§ Your assignment: Write out the records again, exactly. Nothing may be dropped.

§ Information:
*****

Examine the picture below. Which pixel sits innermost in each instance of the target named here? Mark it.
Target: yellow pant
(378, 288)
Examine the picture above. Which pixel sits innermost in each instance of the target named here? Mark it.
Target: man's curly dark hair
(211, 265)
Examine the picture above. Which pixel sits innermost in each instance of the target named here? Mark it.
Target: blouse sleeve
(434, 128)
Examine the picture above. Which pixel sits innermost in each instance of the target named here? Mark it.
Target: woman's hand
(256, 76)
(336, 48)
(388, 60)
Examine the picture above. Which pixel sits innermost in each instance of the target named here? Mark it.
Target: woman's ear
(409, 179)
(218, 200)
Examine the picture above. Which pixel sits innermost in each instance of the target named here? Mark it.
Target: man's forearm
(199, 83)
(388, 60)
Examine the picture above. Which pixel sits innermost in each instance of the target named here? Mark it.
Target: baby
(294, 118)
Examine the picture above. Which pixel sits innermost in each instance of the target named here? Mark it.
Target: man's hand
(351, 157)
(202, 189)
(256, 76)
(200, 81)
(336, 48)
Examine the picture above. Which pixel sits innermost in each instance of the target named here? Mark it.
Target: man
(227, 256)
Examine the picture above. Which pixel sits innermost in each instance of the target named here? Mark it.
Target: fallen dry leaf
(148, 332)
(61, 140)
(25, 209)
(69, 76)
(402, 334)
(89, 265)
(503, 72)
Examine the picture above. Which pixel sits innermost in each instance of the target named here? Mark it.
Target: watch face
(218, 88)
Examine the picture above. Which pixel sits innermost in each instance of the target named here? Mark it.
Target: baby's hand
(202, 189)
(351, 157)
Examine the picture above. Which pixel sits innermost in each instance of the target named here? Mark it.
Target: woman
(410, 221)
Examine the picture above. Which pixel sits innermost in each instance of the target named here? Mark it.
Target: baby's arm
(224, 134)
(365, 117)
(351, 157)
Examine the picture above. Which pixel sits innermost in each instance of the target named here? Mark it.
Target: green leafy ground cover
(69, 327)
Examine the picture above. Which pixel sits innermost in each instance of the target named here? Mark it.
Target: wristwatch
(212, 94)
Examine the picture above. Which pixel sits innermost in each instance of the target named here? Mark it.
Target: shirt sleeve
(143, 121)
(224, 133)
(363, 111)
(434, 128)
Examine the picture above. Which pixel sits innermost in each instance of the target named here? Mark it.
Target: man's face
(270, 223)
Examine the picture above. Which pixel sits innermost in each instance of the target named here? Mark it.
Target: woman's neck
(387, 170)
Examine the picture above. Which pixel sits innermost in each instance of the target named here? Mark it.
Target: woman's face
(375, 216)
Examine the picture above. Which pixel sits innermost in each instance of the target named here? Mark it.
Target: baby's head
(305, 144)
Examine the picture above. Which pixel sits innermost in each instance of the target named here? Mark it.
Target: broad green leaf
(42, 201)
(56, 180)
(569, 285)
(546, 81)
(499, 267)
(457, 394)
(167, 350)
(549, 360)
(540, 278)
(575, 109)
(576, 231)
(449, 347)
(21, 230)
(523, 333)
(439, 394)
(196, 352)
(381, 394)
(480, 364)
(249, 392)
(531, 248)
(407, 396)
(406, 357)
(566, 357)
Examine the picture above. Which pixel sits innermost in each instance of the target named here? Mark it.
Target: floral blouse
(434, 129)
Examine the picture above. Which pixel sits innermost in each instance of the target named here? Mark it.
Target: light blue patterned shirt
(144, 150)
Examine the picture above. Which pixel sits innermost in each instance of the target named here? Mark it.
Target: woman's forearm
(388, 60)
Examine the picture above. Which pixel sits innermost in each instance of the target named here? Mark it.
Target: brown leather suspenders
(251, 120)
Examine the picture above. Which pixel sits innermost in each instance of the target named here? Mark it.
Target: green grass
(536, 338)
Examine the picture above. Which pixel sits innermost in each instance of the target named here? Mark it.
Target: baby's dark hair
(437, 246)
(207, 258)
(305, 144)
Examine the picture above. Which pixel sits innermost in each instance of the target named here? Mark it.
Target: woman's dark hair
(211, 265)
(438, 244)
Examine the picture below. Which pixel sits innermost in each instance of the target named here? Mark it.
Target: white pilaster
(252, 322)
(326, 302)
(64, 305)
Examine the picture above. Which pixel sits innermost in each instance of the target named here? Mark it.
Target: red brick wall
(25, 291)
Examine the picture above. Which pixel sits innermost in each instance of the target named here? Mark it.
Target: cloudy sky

*****

§ Written solution:
Examine the picture below. Which pixel sits innermost in each instance of the target named here? Mark it.
Target: yellow pant
(378, 288)
Examine the picture above. Which pixel sits innermost in each instance of the target named here? Mark it.
Target: man's curly dark hair
(211, 265)
Examine the picture above. Which pixel sits innermost in each instance of the target named here? Mark it.
Target: blouse sleeve
(434, 128)
Examine the picture above. Which pixel sits innermost in each instance of the target named here? Mark it.
Target: woman's hand
(256, 76)
(336, 48)
(388, 60)
Examine the picture above. Which pixel sits innermost in each instance of the target named here? Mark it.
Target: woman's ear
(409, 179)
(218, 200)
Examine the picture above. Which pixel sits innermost in each instance of the target named here? Mark it.
Target: man's forearm
(199, 83)
(388, 60)
Examine the picture above. Which pixel sits innermost in each instance of the target named here? Mark it.
Target: baby
(294, 118)
Examine the picture above. Which pixel sits innermost in each instance of the target named here? Mark it.
Target: man's hand
(351, 157)
(202, 189)
(256, 76)
(200, 81)
(336, 48)
Examine the picture above. Which pixel sits innermost in each instance of the target named here? Mark it.
Target: man
(227, 256)
Examine the picture above. Which pixel sits innermost in each instance of the target named here? Mark it.
Target: fallen dry leaf
(148, 332)
(61, 140)
(25, 209)
(69, 76)
(402, 334)
(89, 265)
(503, 72)
Examine the picture above. Which pixel sits innermost in each instance of the target named here? Mark it.
Target: watch face
(218, 88)
Examine the picture above. Which pixel sits innermost in each instance of the target named here? Mark it.
Target: baby's hand
(202, 189)
(351, 157)
Examine the picture above. Which pixel sits innermost in each instance of the target named here? Mark it.
Target: woman
(410, 221)
Examine the picture above. Which pixel sits innermost in each instance of the target named here? Mark it.
Target: baby's arm
(224, 134)
(365, 117)
(351, 157)
Examine the picture above. Which pixel sits innermost in each instance of the target named here? Mark it.
Target: green leafy ground cover
(69, 327)
Examine the picture above. Which pixel sits innermost in each instance of the target named here? Mark it.
Target: wristwatch
(212, 94)
Examine the picture above. Which pixel sits innermost in each instance of the target named here? Mark it.
Target: shirt sleeve
(143, 121)
(224, 133)
(363, 111)
(434, 128)
Examine the picture above. Which pixel sits innermost in each instance of the target named here? Mark it.
Target: man's face
(270, 223)
Examine the picture above. Which pixel sits innermost in each instance of the target named here? Mark it.
Target: woman's neck
(387, 170)
Examine the picture above. Which pixel sits innermost in each instance of the target named here? Mark it.
Target: woman's face
(375, 216)
Examine the picture above. Which pixel sits innermost in each instance of the target named here? Mark it.
Target: baby's head
(305, 144)
Examine the picture above. Which pixel sits innermost in each instance of the target named here? Mark it.
Target: broad green leaf
(42, 201)
(56, 180)
(569, 285)
(546, 81)
(499, 267)
(457, 394)
(167, 350)
(549, 360)
(540, 278)
(575, 109)
(576, 231)
(449, 347)
(21, 230)
(523, 333)
(439, 394)
(196, 352)
(381, 394)
(480, 364)
(249, 392)
(531, 248)
(407, 396)
(406, 357)
(566, 357)
Examine the picture above. Which pixel sits innermost in each instance of the target named here? Mark it.
Target: floral blouse
(434, 129)
Examine the picture above. Which pixel sits innermost in each instance of the target named here? Mark it.
Target: light blue patterned shirt
(144, 150)
Examine the picture above. Which pixel sits innermost in each instance of the target named here? Mark it.
Target: woman's forearm
(388, 60)
Examine the picture above. Which pixel sits innermost in each instance of the target named here? Mark it.
Target: brown leather suspenders
(251, 120)
Examine the picture above. Which pixel sits innermost in each instance of the target named here? Mark it.
Target: green grass
(536, 338)
Examine the picture above. Which pixel sits innermost in each instance of the target named here? Mark it.
Target: baby's dark hair
(437, 246)
(207, 258)
(305, 144)
Examine the picture above. Which pixel sits innermost in each instance of the target named here? Mark it.
Target: woman's dark hair
(211, 265)
(438, 244)
Examine the picture below. Which pixel sits innermost in each instance of the target named here? Mark it.
Target: white pilaster
(252, 322)
(326, 302)
(64, 305)
Examine the picture above. Which pixel sits innermost in each instance of the target named here? Mark it.
Target: red brick wall
(25, 291)
Examine the picture above. Which pixel sits innermost in each instance of the target named here? Mark it.
Target: cloudy sky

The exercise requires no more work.